"""

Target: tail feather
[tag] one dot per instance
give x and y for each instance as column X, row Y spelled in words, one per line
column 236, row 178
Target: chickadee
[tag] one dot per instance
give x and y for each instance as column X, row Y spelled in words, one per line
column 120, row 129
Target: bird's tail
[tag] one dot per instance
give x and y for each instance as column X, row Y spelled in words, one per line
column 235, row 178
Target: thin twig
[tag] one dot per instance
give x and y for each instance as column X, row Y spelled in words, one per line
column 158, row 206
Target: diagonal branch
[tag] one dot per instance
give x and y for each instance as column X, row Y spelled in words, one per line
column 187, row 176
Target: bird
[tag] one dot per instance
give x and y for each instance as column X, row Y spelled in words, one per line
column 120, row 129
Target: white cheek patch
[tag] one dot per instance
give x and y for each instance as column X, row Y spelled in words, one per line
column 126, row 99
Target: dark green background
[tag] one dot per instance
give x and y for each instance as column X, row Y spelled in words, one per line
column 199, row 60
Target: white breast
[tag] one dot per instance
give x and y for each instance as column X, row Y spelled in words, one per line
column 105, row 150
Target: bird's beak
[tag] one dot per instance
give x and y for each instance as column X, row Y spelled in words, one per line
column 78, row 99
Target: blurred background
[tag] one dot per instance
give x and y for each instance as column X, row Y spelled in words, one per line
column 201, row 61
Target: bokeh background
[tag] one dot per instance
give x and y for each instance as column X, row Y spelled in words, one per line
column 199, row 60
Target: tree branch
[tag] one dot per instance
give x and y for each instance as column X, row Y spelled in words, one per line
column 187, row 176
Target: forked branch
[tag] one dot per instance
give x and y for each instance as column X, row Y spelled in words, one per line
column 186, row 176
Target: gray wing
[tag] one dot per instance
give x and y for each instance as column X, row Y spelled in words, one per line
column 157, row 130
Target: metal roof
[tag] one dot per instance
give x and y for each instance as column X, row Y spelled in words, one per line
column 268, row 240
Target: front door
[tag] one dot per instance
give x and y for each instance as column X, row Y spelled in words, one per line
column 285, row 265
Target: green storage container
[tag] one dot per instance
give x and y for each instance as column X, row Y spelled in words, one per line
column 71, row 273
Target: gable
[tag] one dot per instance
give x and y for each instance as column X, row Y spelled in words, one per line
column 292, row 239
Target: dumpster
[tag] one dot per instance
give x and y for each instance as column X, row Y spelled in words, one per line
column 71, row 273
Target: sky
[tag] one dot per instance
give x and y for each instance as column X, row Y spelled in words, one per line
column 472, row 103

"""

Description of the task: Taking the line that contains "Target: tree branch" as the starting point, copy every line through the end of the listing exactly, and write nothing further.

Response area:
Target: tree branch
[tag] one dot per instance
give x and y for each instance as column X, row Y spelled in words, one per line
column 187, row 176
Target: forked branch
[tag] one dot per instance
give x and y for each instance as column X, row Y spelled in words, one per line
column 186, row 176
Target: gray wing
[tag] one dot per instance
give x and y for each instance as column X, row Y spelled in words, one per line
column 157, row 130
Target: metal roof
[tag] one dot per instance
give x and y for each instance as column X, row Y spelled in words, one per line
column 268, row 240
Target: front door
[tag] one dot per instance
give x and y for each instance as column X, row Y spelled in words, one per line
column 285, row 265
Target: green storage container
[tag] one dot per instance
give x and y for each instance as column X, row Y spelled in words, one per line
column 71, row 273
Target: gable
[tag] one dot per instance
give x and y for each instance as column X, row Y spelled in words, one per line
column 292, row 239
Target: dumpster
[tag] one dot per instance
give x and y for each instance as column X, row Y spelled in words, one per line
column 71, row 273
Target: sky
[tag] one dot per instance
give x and y for each instance as column X, row Y spelled in words, one per line
column 472, row 103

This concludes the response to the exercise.